++++ Information provided ++++
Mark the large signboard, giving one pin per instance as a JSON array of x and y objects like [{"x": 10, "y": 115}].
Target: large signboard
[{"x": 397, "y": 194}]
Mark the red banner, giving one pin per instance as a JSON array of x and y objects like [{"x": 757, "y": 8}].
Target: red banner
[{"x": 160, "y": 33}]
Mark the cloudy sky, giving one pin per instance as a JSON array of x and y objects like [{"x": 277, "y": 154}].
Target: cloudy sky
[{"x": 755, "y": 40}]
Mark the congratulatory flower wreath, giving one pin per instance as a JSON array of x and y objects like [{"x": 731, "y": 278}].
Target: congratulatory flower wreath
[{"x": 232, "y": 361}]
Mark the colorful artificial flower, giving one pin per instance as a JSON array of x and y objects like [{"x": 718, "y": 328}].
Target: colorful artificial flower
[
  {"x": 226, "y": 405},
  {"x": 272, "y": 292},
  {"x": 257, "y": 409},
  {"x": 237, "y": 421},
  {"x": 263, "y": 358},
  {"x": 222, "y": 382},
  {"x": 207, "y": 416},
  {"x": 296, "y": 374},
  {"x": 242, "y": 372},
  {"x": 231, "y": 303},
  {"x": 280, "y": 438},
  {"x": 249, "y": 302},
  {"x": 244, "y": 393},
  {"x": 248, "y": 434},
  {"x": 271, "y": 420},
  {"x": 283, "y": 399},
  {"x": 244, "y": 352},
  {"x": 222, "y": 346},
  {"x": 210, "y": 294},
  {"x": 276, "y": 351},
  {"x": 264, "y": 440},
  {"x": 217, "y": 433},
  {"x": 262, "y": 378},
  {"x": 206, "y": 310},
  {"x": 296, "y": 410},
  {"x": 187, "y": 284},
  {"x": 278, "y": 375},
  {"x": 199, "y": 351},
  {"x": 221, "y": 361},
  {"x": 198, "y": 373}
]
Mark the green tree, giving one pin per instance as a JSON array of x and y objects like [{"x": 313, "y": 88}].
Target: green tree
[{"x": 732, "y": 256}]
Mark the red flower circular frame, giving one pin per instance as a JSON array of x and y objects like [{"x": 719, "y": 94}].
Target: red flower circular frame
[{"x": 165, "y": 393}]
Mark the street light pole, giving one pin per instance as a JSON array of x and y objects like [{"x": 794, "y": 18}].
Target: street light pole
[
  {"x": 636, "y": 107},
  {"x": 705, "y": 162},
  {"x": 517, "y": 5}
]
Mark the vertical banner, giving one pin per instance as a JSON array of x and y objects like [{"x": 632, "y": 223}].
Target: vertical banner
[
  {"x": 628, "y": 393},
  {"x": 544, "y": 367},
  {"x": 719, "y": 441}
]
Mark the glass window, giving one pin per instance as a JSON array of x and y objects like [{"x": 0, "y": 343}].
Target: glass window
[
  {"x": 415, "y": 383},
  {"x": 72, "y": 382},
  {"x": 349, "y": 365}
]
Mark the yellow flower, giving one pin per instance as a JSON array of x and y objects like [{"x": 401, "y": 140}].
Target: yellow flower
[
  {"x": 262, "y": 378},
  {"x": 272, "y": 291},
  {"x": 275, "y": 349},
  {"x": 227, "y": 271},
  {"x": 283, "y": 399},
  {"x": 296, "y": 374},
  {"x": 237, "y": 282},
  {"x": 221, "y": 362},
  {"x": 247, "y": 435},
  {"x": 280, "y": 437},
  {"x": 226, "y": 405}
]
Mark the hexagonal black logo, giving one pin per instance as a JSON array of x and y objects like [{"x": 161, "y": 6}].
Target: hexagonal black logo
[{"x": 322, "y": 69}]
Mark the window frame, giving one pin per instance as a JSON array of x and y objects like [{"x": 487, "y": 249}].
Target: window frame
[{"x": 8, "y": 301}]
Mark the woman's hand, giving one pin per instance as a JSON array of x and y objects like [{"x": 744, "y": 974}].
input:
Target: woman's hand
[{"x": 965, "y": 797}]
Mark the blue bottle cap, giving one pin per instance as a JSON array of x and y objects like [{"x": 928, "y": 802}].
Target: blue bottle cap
++++
Exercise aim » Copy all of the entries above, substituting "point" for each occurrence of "pin" and keeping every other character the same.

Full answer »
Mark the large signboard, giving one point per instance as a JSON array of x and y objects like [{"x": 10, "y": 115}].
Target: large signboard
[{"x": 397, "y": 194}]
Mark the red banner, giving one point per instance as a JSON array of x and y objects like [{"x": 757, "y": 8}].
Target: red banner
[{"x": 160, "y": 33}]
Mark the cloudy sky, giving one point per instance as a JSON array of x and y objects like [{"x": 277, "y": 154}].
Target: cloudy sky
[{"x": 755, "y": 40}]
Mark the congratulatory flower wreath, giving one point per instance as a JSON array of x and y objects like [{"x": 731, "y": 278}].
Target: congratulatory flower wreath
[{"x": 232, "y": 361}]
Mark the colorful artificial flower, giving one point per instance as a JSON array of x and y objects like [{"x": 718, "y": 328}].
Target: colorful artificial flower
[
  {"x": 226, "y": 405},
  {"x": 272, "y": 292},
  {"x": 257, "y": 409},
  {"x": 237, "y": 421},
  {"x": 263, "y": 358},
  {"x": 222, "y": 382},
  {"x": 207, "y": 416},
  {"x": 296, "y": 374},
  {"x": 242, "y": 372},
  {"x": 231, "y": 303},
  {"x": 280, "y": 438},
  {"x": 249, "y": 302},
  {"x": 244, "y": 393},
  {"x": 248, "y": 434},
  {"x": 271, "y": 420},
  {"x": 283, "y": 399},
  {"x": 244, "y": 352},
  {"x": 222, "y": 346},
  {"x": 210, "y": 294},
  {"x": 276, "y": 351},
  {"x": 264, "y": 440},
  {"x": 217, "y": 433},
  {"x": 262, "y": 378},
  {"x": 206, "y": 310},
  {"x": 296, "y": 410},
  {"x": 187, "y": 284},
  {"x": 278, "y": 375},
  {"x": 199, "y": 351},
  {"x": 221, "y": 361},
  {"x": 198, "y": 373}
]
Mark the green tree, giving one point per instance as a JSON array of x and y objects like [{"x": 313, "y": 88}].
Target: green tree
[{"x": 732, "y": 256}]
Mark the red flower circular frame, giving one point per instance as a JSON array of x and y objects like [{"x": 719, "y": 94}].
Target: red flower circular frame
[{"x": 165, "y": 393}]
Mark the street light pole, giving one point per instance as a JSON array of x and y objects like [{"x": 794, "y": 18}].
Target: street light pole
[
  {"x": 636, "y": 107},
  {"x": 705, "y": 162},
  {"x": 517, "y": 5}
]
Mark the vertical banner, giving one point per instance as a JSON array of x and y objects like [{"x": 632, "y": 223}].
Target: vertical banner
[
  {"x": 628, "y": 393},
  {"x": 544, "y": 367},
  {"x": 719, "y": 441}
]
Mark the glass window, giving one point per instance as a JSON array of x and y objects like [{"x": 0, "y": 343}].
Target: glass window
[
  {"x": 415, "y": 383},
  {"x": 72, "y": 382},
  {"x": 349, "y": 365}
]
Mark the yellow flower, giving one point per instance as a JSON array of x and y objects like [{"x": 401, "y": 140}].
Target: yellow flower
[
  {"x": 262, "y": 378},
  {"x": 272, "y": 291},
  {"x": 275, "y": 349},
  {"x": 227, "y": 271},
  {"x": 283, "y": 399},
  {"x": 296, "y": 374},
  {"x": 237, "y": 282},
  {"x": 221, "y": 362},
  {"x": 247, "y": 435},
  {"x": 280, "y": 437},
  {"x": 226, "y": 405}
]
Mark the hexagonal black logo, giving one point per instance as a JSON array of x and y objects like [{"x": 161, "y": 6}].
Target: hexagonal black logo
[{"x": 322, "y": 69}]
Mark the window frame, giving one point per instance as a JSON array of x and y objects like [{"x": 487, "y": 249}].
Target: window frame
[{"x": 8, "y": 301}]
Mark the woman's hand, giving one point per instance as a JSON array of x and y objects like [{"x": 744, "y": 974}].
input:
Target: woman's hand
[{"x": 965, "y": 797}]
Mark the blue bottle cap, giving one point per instance as a JSON array of x and y objects like [{"x": 928, "y": 802}].
Target: blue bottle cap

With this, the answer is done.